Tarefa: Transcreva sem alterações o trecho do relato de caso que começa nas palavras "Cirurgiões optaram por" e termina em "do primeiro desbridamento.".

Texto para leitura:
◇ ◇ ◇
Dados do prontuário eletrônico foram coletados de hospital particular em Niterói no ano de 2020, assim como informações e fotos com a equipe assistente.
RELATO DE CASO
Mulher caucasiana de 54 anos de idade, deu entrada na emergência hospitalar queixando-se de dor importante em parte dorsal da mão e polegar. Ao exame físico, paciente encontrava-se desidratada, febril, com frequência cardíaca aumentada e normotensa. À análise da mão direita foi observado grande edema, com sinais de necrose e saída ativa de pus da região.
Ao ser questionada sobre às possíveis causas de tal achado a mesma afirma ser usuária de cocaína endovenosa há 3 anos, porém sem nunca ter tido nenhuma complicação semelhante. Afirma que o quadro se iniciou sete dias antes de buscar auxílio médico, porém como estava piorando optou por procurar.
Procedeu-se com internação da paciente, início precoce de antibiótico associado à coleta de exames de sangue e acionamento da equipe de cirurgia plástica de sobreaviso.
Figura 1: Primeira avaliação em centro cirúrgico, área com abscesso e necrose em dorso de polegar e mão direita.
Cirurgiões optaram por desbridamento de toda a área necrótica associada à lavagem exaustiva da ferida com coleta de material para cultura. Após primeiro desbridamento não foi observado quebra de continuidade do periósteo, que poderia levar à osteomielite.
Figura 2: Final do primeiro desbridamento.
Paciente foi submetida à curativos seriados em centro cirúrgico até formação de tecido de granulação saudável, sem sinais de infecção.
◇ ◇ ◇
Linhas fornecidas:
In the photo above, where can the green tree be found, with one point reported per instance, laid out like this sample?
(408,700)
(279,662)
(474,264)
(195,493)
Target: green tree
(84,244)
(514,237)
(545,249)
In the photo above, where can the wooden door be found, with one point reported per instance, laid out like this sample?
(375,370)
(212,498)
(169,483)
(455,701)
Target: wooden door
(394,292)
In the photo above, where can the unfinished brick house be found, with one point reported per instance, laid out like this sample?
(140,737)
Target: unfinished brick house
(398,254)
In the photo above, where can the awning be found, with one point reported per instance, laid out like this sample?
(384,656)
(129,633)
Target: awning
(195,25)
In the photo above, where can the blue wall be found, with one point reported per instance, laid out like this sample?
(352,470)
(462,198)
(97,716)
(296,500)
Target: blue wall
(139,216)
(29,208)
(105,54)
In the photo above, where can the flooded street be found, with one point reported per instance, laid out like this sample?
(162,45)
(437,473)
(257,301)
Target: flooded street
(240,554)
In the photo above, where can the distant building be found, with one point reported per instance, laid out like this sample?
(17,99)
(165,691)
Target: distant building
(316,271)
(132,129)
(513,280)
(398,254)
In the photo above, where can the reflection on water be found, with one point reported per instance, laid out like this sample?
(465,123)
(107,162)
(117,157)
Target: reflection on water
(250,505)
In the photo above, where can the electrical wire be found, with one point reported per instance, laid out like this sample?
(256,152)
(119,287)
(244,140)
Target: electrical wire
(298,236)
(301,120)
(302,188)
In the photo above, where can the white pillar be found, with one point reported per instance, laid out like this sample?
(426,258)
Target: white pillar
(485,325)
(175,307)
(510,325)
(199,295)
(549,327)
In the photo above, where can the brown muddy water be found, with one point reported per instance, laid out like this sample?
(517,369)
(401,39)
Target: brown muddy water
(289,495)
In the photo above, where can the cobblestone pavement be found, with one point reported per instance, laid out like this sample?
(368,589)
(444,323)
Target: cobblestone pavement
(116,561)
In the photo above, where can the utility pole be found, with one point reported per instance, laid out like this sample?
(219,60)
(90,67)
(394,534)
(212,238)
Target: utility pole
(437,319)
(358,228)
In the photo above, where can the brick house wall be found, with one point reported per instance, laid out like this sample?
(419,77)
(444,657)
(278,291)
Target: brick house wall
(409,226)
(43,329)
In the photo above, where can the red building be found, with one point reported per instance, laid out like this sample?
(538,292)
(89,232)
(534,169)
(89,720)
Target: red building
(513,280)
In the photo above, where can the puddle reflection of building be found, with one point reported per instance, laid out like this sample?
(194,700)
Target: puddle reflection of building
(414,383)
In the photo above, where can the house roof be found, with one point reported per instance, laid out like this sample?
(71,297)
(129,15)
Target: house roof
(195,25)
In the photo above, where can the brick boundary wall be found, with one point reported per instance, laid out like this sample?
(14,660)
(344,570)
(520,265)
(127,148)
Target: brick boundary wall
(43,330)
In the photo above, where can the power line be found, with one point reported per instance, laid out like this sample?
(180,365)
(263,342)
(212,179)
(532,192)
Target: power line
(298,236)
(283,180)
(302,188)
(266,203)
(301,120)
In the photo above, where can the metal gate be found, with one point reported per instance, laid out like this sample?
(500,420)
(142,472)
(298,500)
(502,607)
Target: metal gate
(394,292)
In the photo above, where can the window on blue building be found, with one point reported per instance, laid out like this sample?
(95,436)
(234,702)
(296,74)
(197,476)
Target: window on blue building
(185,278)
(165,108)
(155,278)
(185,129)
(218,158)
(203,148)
◇ ◇ ◇
Resultado:
Cirurgiões optaram por desbridamento de toda a área necrótica associada à lavagem exaustiva da ferida com coleta de material para cultura. Após primeiro desbridamento não foi observado quebra de continuidade do periósteo, que poderia levar à osteomielite.
Figura 2: Final do primeiro desbridamento.